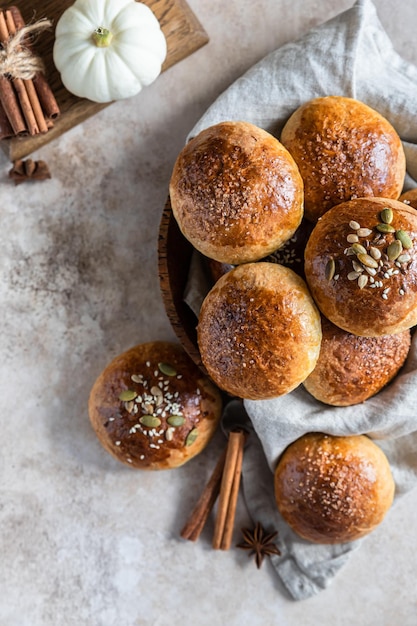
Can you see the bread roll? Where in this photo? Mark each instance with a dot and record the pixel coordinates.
(236, 192)
(344, 149)
(259, 331)
(409, 197)
(333, 489)
(151, 407)
(362, 278)
(290, 254)
(351, 369)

----------

Muestra cada una de las líneas de arriba en las que aparece la palabra "bread".

Can you see the bread roll? Where in this photo? Mark each instance with a dot and record the pixel coordinates.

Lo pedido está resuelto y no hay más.